**Source text:**

The increasing success of MTA can be largely attributed to the introduction of the Regional Savings and Improvement Workshops. Hosted by the Capital Planning team at NHS Supply Chain, these workshops include stakeholders from Procurement, EBME (electrical and biomedical engineering) and Finance who take a visionary approach to procurement by meeting to discuss purchasing requirements and aggregation opportunities in order to generate savings back to their trust.
Adam Booth, a buyer at East Kent Hospitals NHS Foundation Trust, said: “I am very happy with the service provided and the proactive approach that NHS Supply Chain has adopted for the MTA and DH deals. It has helped us to achieve savings that otherwise would have alluded us.”
As the success of the programme is reliant on aligning the procurement of multiple trusts it is vital that trusts not only engage with the process but can meet other trusts, share ideas and work together to plan their procurement of capital equipment.
Simon Walsh, procurement director for Central Manchester University Hospitals NHS Foundation Trust, commented: “It is really positive to see that the NHS Supply Chain Capital team are taking the time to engage with their customers, encouraging dialogue and joint ways of working to support the delivery of the savings agenda.”
Following discussions with trusts at the regional workshops, it was agreed that the savings achieved via MTA could be increased by providing timescales that all trusts could work towards in order to increase the volume of equipment. From this an MTA calendar was produced in February 2017.
The MTA calendar provides visible timescales which enables trusts to plan their purchases in advance and combine requirements on a larger scale to maximise savings. The calendar is a new approach to equipment procurement and has been developed with input from customers and stakeholders to drive increased engagement.
Kathyrn Potts, contracts development lead at Derby Hospitals NHS Foundation Trust, said: “By attending quarterly collaborative meetings, along with other member trusts, we can draw on a wealth of experience and gain a better understanding of Multi-Trust Aggregation enabling us to plan around them.”
Although MTA is still in its infancy, the savings achieved to date demonstrates that the potential for growth will only increase the more trusts, and other public sector organisations, utilise the initiative. Continuing to drive NHS engagement is a key focus for NHS Supply Chain with plans for 2018/ 2019 involving the introduction of a new, and improved, MTA calendar and the next round of Regional Savings and Improvement Workshops.
Since the first MTA deal, participation has grown to include 30 suppliers who have supported the delivery of procurement aggregation across 24 different equipment areas. In total, an incremental saving of £2.7 million has been delivered back to the NHS.
Jason Lavery, vice president Capital Solutions, NHS Supply Chain, states: “The initiative has encouraged collaboration between trusts which has led to aggregation and increased savings by procuring as one NHS.”
But it’s not just financial savings that the initiative has brought. The introduction of the MTA calendar, has also helped trusts to align their Capital equipment purchases, and combined with the Savings and Improvement Workshops, has got trusts working together, talking about aggregated purchasing and sharing best practice.
Multi-Trust aggregation is the best way for trusts to get the best possible prices whilst accessing the latest technology. It also creates reinvestment opportunities to buy additional equipment to help improve patient safety. This type of collaboration and aggregation can be transferred to other public sector organisations that are also experiencing the same financial restraints. Cooperation and aggregated purchasing is the future of procurement.

**Directions:**
1. Please copy the Multi-Trust Aggregation text starting at "Kathyrn Potts, contracts" and ending at "of Regional Savings and Improvement Workshops.", switching "quarterly" to "monthly".
2. Using the Multi-Trust Aggregation text, answer these:
(a) In what month and year was the MTA calendar produced?
(b) How many suppliers have taken part since the first MTA deal?
(c) What total incremental saving has been delivered back to the NHS?
The entries after this are not needed for anything here.

[Region pointing data]

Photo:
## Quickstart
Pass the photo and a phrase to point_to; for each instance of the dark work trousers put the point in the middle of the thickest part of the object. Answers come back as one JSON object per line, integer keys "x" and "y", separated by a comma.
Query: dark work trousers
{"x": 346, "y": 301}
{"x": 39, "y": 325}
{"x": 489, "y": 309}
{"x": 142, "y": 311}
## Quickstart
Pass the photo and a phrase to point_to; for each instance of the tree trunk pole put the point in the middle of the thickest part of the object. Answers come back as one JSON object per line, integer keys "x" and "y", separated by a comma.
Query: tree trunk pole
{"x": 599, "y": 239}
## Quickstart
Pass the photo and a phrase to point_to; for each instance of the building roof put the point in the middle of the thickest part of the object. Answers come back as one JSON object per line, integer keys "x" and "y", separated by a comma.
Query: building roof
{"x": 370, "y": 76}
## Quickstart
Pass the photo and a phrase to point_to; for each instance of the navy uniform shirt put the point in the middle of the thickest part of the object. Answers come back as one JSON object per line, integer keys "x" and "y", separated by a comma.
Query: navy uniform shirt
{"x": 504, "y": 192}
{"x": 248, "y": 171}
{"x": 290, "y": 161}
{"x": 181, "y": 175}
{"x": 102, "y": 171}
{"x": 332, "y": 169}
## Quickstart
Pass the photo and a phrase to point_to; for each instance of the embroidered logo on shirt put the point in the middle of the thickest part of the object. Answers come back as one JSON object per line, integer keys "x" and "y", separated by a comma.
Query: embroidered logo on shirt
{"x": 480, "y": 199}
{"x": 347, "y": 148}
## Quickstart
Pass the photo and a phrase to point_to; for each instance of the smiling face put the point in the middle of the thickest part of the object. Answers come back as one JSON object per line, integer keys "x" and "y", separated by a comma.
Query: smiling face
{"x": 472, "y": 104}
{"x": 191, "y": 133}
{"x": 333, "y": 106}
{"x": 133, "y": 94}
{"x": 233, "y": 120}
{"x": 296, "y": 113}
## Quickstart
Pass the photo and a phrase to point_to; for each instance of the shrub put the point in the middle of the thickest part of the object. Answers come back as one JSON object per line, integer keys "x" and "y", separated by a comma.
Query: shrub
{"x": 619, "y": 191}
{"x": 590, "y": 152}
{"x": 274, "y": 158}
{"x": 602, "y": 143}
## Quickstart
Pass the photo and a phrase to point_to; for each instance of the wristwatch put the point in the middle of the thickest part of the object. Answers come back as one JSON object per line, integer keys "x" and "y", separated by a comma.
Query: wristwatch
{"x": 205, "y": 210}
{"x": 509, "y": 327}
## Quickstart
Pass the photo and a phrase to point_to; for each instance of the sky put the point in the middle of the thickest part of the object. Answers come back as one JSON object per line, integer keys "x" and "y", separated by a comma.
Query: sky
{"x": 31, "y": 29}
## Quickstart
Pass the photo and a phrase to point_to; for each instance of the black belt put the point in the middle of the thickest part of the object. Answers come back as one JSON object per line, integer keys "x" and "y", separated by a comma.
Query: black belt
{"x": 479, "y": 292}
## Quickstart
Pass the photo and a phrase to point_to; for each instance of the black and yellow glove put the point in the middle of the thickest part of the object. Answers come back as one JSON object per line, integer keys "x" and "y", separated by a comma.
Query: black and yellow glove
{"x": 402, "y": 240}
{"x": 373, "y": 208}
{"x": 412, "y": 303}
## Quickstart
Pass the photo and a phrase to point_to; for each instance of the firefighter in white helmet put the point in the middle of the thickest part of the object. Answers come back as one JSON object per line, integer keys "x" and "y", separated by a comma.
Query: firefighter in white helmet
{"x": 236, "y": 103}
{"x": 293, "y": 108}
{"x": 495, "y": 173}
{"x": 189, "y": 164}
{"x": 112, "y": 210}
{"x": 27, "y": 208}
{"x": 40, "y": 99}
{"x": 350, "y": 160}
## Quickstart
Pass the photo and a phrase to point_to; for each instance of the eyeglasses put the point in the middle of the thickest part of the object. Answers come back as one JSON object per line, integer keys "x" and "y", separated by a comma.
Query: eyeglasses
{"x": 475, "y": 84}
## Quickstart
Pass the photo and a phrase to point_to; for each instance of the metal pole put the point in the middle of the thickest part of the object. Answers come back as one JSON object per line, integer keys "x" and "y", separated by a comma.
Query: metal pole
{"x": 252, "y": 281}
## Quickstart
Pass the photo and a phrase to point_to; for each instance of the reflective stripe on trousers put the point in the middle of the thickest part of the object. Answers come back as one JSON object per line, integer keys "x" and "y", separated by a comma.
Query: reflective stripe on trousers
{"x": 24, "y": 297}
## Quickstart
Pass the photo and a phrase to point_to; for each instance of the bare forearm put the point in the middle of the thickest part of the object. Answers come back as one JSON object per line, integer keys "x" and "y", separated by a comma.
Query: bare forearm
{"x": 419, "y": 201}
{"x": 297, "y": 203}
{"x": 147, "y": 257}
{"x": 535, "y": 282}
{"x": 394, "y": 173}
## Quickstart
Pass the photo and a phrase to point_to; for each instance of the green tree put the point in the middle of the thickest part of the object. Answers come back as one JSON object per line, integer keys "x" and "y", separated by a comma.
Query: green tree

**Written responses:**
1.
Kathyrn Potts, contracts development lead at Derby Hospitals NHS Foundation Trust, said: “By attending monthly collaborative meetings, along with other member trusts, we can draw on a wealth of experience and gain a better understanding of Multi-Trust Aggregation enabling us to plan around them.”
Although MTA is still in its infancy, the savings achieved to date demonstrates that the potential for growth will only increase the more trusts, and other public sector organisations, utilise the initiative. Continuing to drive NHS engagement is a key focus for NHS Supply Chain with plans for 2018/ 2019 involving the introduction of a new, and improved, MTA calendar and the next round of Regional Savings and Improvement Workshops.

2.
(a) February 2017
(b) 30
(c) £2.7 million